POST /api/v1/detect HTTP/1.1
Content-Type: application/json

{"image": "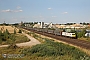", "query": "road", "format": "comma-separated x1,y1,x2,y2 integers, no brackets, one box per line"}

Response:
0,33,40,47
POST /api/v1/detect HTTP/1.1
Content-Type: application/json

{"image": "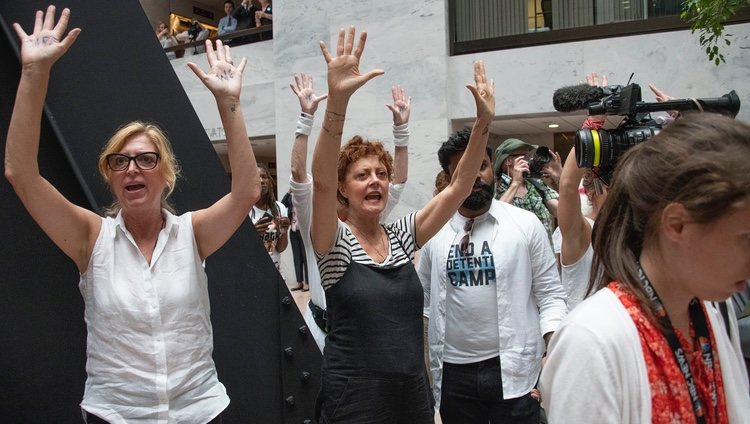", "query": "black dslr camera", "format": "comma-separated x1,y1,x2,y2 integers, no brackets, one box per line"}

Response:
575,84,740,184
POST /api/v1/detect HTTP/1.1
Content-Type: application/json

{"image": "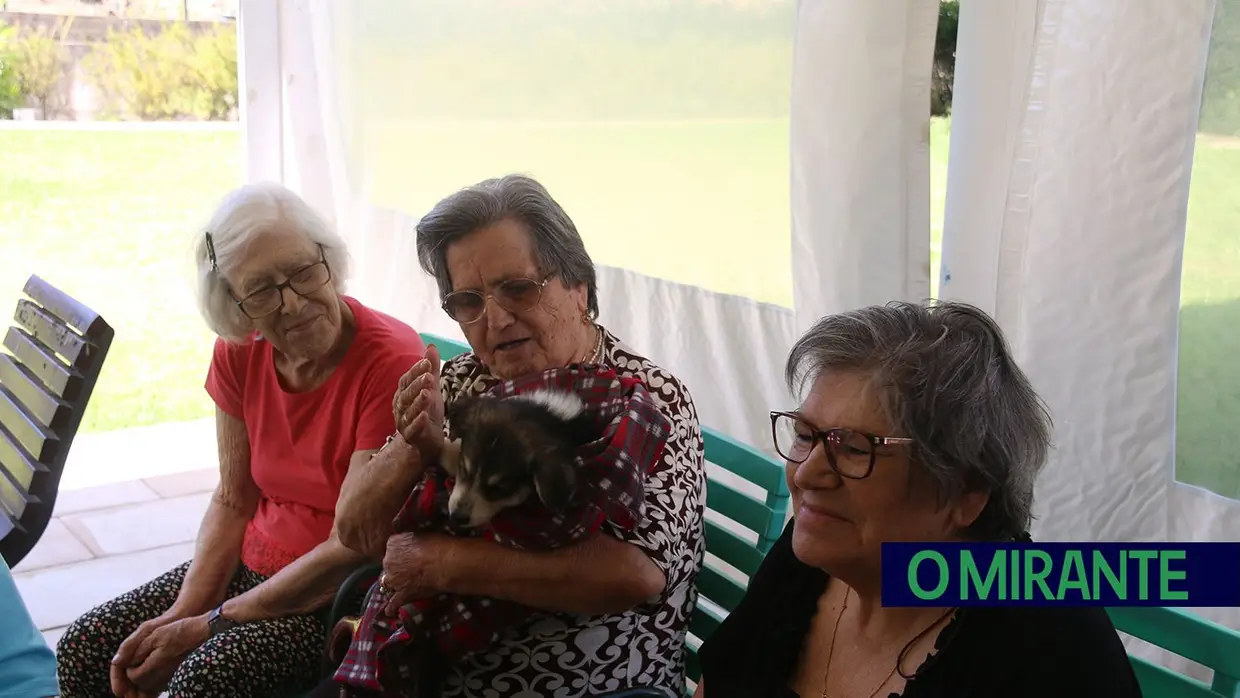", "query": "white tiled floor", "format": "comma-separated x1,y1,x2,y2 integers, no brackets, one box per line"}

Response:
12,420,218,646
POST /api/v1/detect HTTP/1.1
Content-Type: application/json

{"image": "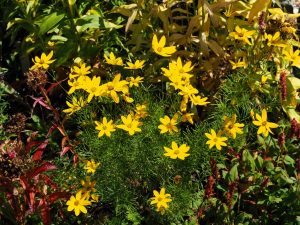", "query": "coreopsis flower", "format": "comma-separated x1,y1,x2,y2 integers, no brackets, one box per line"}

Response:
84,76,103,102
83,159,100,174
282,47,300,68
126,76,144,87
68,76,91,95
124,60,145,70
229,26,256,45
63,97,85,115
104,52,123,66
190,95,209,105
152,34,176,57
150,188,172,214
80,176,96,194
158,114,179,134
134,104,148,119
164,141,190,160
103,74,128,103
265,31,286,48
181,112,195,124
117,114,142,135
30,51,55,70
95,117,116,137
69,63,91,79
66,191,91,216
205,129,227,150
253,109,279,137
229,58,247,70
224,114,244,139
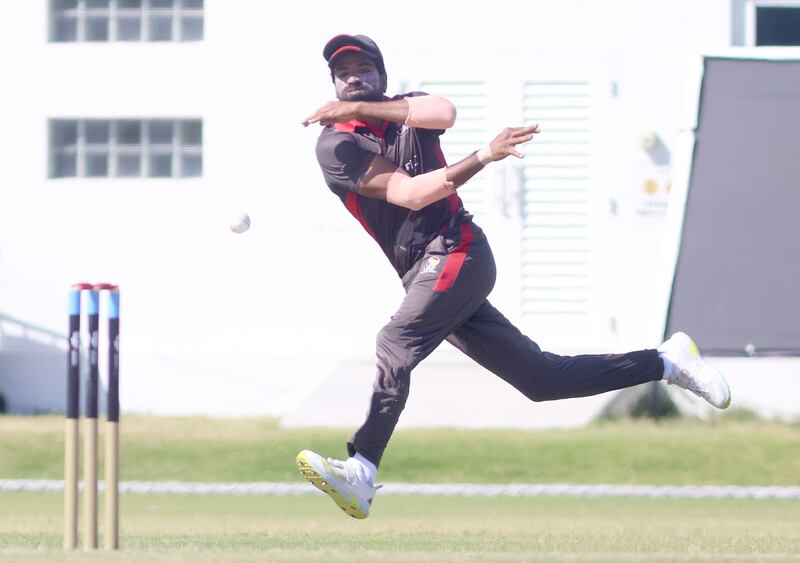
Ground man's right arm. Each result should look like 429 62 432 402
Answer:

[REQUIREMENT] Rewrite everything from the line containing "Ground man's right" down to the end of the data, putting "hand" in place of "arm" and keeping everything else the same.

[WRITTEN SOLUTION]
Ground man's right hand. Each result should look like 429 62 432 402
Answer:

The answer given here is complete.